> **Exercise materials**
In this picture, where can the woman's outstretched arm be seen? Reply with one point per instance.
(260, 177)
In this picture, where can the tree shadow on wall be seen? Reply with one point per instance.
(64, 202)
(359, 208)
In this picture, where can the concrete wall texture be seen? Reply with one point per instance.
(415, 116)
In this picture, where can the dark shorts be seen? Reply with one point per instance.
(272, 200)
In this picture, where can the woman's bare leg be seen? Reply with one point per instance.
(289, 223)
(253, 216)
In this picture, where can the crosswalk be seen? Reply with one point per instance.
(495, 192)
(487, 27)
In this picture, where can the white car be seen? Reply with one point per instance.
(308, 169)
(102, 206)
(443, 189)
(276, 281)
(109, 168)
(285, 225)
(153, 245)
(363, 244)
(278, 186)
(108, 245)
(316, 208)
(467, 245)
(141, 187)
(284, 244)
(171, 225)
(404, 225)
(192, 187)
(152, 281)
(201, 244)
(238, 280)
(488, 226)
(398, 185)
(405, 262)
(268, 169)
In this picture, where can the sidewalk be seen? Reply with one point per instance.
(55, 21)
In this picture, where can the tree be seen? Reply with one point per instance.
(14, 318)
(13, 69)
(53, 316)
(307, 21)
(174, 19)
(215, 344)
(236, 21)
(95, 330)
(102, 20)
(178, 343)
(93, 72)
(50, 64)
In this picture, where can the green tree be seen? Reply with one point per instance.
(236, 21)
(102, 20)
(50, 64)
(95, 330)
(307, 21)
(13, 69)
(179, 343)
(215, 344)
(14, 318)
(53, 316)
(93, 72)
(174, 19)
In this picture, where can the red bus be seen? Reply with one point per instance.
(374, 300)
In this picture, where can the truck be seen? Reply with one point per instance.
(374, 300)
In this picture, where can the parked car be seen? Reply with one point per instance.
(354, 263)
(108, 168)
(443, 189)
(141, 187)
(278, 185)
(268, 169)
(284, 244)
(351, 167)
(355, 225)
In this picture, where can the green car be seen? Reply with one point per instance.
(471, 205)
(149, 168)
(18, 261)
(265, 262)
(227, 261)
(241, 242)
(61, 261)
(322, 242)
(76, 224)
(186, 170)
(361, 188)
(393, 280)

> **Task**
Copy the material above line for line, with no changes.

> **Solution**
In this picture, where can the woman's outstretched arm be seen? Reply with one point per instance.
(260, 177)
In this picture, where can the tree shadow on wall be seen? Reply with one point per instance.
(64, 202)
(359, 208)
In this picture, where can the concrete wall texture be seen? Reply with one point per instance.
(415, 116)
In this picture, where can the dark shorts be seen? Reply with one point per instance.
(272, 200)
In this picture, where can the woman's bare leg be seen? Reply with one point per instance.
(289, 223)
(253, 216)
In this picture, where can the crosswalk be seen? Reply with one point per instance.
(495, 192)
(487, 27)
In this picture, where can the white car be seen? Reply with one point per instance.
(308, 169)
(102, 206)
(443, 189)
(276, 281)
(109, 168)
(285, 225)
(153, 245)
(363, 244)
(278, 186)
(108, 245)
(316, 208)
(467, 245)
(141, 187)
(284, 244)
(171, 225)
(404, 225)
(192, 187)
(152, 281)
(201, 244)
(238, 280)
(488, 226)
(398, 185)
(405, 262)
(268, 169)
In this picture, where can the sidewalk be seen? Reply with one point per instance.
(55, 21)
In this picture, where can the tree be seen? Reply with one point per instance.
(14, 318)
(13, 69)
(53, 316)
(307, 21)
(174, 19)
(215, 344)
(236, 21)
(95, 330)
(102, 20)
(178, 343)
(93, 72)
(50, 64)
In this picture, where can the green tree be seen? Reply with one point per instance.
(236, 21)
(102, 20)
(50, 64)
(95, 330)
(307, 21)
(13, 69)
(179, 343)
(215, 344)
(14, 318)
(53, 316)
(93, 72)
(174, 19)
In this picture, where can the red bus be seen? Reply with one point per instance.
(374, 300)
In this picture, where can the truck be seen? Reply with one point per instance.
(374, 300)
In this picture, where can the parked car be seen? Reply with one point per instance.
(354, 263)
(108, 168)
(443, 189)
(141, 187)
(278, 185)
(268, 169)
(284, 244)
(351, 167)
(355, 225)
In this picture, where can the green car be seen? Reply with one point per instance.
(471, 205)
(149, 168)
(18, 261)
(265, 262)
(227, 261)
(241, 242)
(61, 261)
(322, 242)
(76, 224)
(186, 170)
(361, 188)
(393, 280)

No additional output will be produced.